* [What to do]:
Could you give the entries again, exactly as written?
*** Dataset extract
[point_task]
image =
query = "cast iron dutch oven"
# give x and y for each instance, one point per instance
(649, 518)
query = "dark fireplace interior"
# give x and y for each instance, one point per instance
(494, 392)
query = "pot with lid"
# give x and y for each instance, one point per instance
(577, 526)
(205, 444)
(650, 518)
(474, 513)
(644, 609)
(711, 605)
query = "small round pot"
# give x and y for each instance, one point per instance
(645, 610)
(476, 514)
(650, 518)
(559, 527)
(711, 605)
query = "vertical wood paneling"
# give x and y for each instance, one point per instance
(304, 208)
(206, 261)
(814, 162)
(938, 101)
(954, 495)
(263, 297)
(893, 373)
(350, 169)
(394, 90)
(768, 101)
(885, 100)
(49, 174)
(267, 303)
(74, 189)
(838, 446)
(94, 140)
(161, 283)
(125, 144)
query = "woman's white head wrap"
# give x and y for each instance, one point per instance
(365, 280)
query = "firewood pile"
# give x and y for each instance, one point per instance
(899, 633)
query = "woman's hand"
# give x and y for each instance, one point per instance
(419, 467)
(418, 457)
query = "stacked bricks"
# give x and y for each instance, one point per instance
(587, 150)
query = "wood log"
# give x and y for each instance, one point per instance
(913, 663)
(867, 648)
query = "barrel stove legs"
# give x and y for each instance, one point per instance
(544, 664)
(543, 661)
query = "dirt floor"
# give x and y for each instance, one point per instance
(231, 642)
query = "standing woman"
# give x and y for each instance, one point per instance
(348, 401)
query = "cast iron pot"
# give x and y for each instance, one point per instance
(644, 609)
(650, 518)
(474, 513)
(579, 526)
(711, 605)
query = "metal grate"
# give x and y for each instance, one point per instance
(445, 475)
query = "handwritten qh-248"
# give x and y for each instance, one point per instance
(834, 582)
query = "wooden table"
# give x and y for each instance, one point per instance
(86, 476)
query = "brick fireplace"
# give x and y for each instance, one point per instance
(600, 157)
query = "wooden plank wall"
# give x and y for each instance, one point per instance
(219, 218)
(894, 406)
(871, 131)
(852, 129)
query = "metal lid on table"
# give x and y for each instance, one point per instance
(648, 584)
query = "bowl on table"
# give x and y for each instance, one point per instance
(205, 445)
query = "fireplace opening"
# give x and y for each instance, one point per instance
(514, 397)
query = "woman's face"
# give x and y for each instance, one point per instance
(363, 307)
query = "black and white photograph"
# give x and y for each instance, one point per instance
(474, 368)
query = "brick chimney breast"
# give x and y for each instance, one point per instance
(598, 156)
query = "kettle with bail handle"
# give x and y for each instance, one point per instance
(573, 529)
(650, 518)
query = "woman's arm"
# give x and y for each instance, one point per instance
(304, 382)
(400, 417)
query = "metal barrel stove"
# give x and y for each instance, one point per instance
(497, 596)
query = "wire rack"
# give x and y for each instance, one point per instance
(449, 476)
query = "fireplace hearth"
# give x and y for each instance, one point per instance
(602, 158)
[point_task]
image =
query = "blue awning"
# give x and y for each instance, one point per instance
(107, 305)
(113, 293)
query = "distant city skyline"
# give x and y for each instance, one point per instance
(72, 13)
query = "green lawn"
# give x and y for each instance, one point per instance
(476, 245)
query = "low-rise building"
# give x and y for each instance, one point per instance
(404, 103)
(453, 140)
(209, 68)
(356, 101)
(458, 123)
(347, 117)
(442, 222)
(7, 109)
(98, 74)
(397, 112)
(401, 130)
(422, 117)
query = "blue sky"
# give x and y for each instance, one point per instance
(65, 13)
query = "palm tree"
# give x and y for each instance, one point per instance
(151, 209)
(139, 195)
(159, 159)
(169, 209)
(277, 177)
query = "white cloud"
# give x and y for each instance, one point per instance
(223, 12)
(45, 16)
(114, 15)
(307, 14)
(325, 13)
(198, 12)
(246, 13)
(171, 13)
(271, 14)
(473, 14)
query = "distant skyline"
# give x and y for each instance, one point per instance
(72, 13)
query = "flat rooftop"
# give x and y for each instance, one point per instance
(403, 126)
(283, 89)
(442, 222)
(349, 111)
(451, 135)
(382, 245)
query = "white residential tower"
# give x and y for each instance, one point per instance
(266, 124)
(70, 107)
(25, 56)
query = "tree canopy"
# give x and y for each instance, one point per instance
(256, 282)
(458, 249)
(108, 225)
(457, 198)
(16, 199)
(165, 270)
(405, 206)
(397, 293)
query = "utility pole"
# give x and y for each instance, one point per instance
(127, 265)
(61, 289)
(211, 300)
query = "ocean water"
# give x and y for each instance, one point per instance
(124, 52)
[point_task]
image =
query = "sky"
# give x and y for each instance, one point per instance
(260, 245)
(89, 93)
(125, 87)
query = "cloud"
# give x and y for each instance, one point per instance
******
* [Exercise solution]:
[point_task]
image =
query = "cast iron dutch oven"
# give x and y for each instance, one point per instance
(649, 518)
query = "dark fireplace interior"
# give x and y for each instance, one point per instance
(494, 392)
query = "pot with lid"
# give x and y for each instance, one point per instance
(577, 526)
(205, 444)
(650, 518)
(474, 513)
(644, 609)
(711, 605)
query = "small round pot"
# give x and y for each instance, one point per instance
(645, 610)
(476, 514)
(650, 518)
(559, 527)
(711, 605)
query = "vertical wood paneling"
# give x and y for each instance, one point per instance
(304, 208)
(206, 261)
(814, 162)
(938, 101)
(954, 495)
(263, 297)
(893, 373)
(350, 169)
(394, 90)
(768, 101)
(885, 100)
(49, 174)
(267, 303)
(74, 189)
(838, 446)
(94, 140)
(161, 283)
(125, 144)
query = "woman's white head wrap"
# give x and y for each instance, one point per instance
(365, 280)
query = "firewood pile"
# give x and y for each instance, one point per instance
(899, 633)
query = "woman's hand"
# give x and y for each instance, one point per instance
(419, 467)
(418, 457)
query = "stacked bricks"
# give x and y for each instance, one point per instance
(587, 150)
query = "wood log"
# give x and y for each instance, one point per instance
(913, 663)
(867, 648)
query = "barrel stove legs"
# give x and y for each instance, one point per instance
(544, 664)
(543, 661)
query = "dirt floor"
# give x and y for each instance, one point per instance
(231, 642)
query = "standing woman"
# give x and y for each instance, one point per instance
(348, 401)
query = "cast iron pot"
# give x and y for each instance, one point per instance
(644, 609)
(650, 518)
(474, 513)
(579, 526)
(711, 605)
query = "metal grate"
# give x and y for each instance, one point per instance
(445, 475)
query = "handwritten qh-248"
# give x and y for each instance, one point per instance
(834, 582)
query = "wooden table"
# give x and y for each instance, one point per instance
(86, 476)
query = "brick fireplace"
# give x and y for each instance, one point per instance
(600, 157)
query = "wooden plank wall"
# give x and y for each instance, one point per instance
(219, 218)
(894, 406)
(871, 131)
(852, 129)
query = "metal lid on table"
# give x and y for each instance, one point per instance
(648, 584)
query = "bowl on table"
# give x and y for each instance, one point per instance
(205, 445)
query = "fireplace opening"
# give x and y for each instance, one point per instance
(514, 397)
query = "woman's face"
# give x and y for each instance, one point per instance
(363, 307)
query = "black and white photograph"
# give x and y for each instance, one point per instance
(474, 368)
query = "brick chimney breast"
# give x and y for each instance, one point per instance
(598, 156)
query = "kettle with bail handle"
# give x and y for each instance, one point per instance
(573, 529)
(650, 518)
query = "woman's arm"
# give x and y for each instance, one point per instance
(304, 382)
(400, 417)
query = "metal barrel stove"
# give x and y for each instance, one point per instance
(497, 596)
query = "wire rack"
# give x and y for each instance, one point per instance
(449, 476)
query = "fireplace hearth"
# give x and y for each instance, one point per instance
(602, 158)
[point_task]
image =
query = "blue awning"
# give x and y for each instance, one point per instance
(107, 305)
(113, 293)
query = "distant city skyline"
# give x and y for each instance, one point per instance
(72, 13)
query = "green lawn"
# give x and y for each instance, one point per instance
(476, 245)
query = "low-rise building"
# give x and y for each instance, one point per instance
(404, 103)
(453, 140)
(209, 68)
(356, 101)
(458, 123)
(347, 117)
(442, 222)
(7, 109)
(98, 74)
(397, 112)
(401, 130)
(422, 117)
query = "blue sky"
# give x and y for each instance, one point per instance
(65, 13)
query = "palm tree"
# give x and y for each instance, one point per instance
(151, 209)
(139, 195)
(159, 159)
(169, 209)
(277, 177)
query = "white cloud"
# give x and y for each instance, one point per instance
(223, 12)
(45, 16)
(114, 15)
(307, 14)
(325, 13)
(198, 12)
(246, 13)
(171, 13)
(271, 14)
(473, 14)
query = "distant skyline"
# give x and y for each instance, one point per instance
(72, 13)
query = "flat rooftop"
# give x and y for each instance, one point per instance
(403, 126)
(283, 89)
(442, 222)
(349, 111)
(451, 135)
(382, 245)
query = "white residential tower"
# give x and y for each instance, one point per instance
(266, 124)
(70, 107)
(25, 56)
query = "tree canopy"
# give x and y for each instance, one point per instance
(256, 282)
(458, 249)
(108, 225)
(457, 198)
(16, 199)
(165, 270)
(405, 206)
(397, 293)
query = "utility pole"
# give x and y for each instance, one point per instance
(127, 265)
(61, 289)
(211, 300)
query = "ocean water"
# give x and y for each instance, one point per instance
(124, 52)
[point_task]
image =
query = "sky"
# give x and y for each instance, one point per instance
(260, 245)
(89, 93)
(125, 87)
query = "cloud"
# give x and y for each instance, one point per instance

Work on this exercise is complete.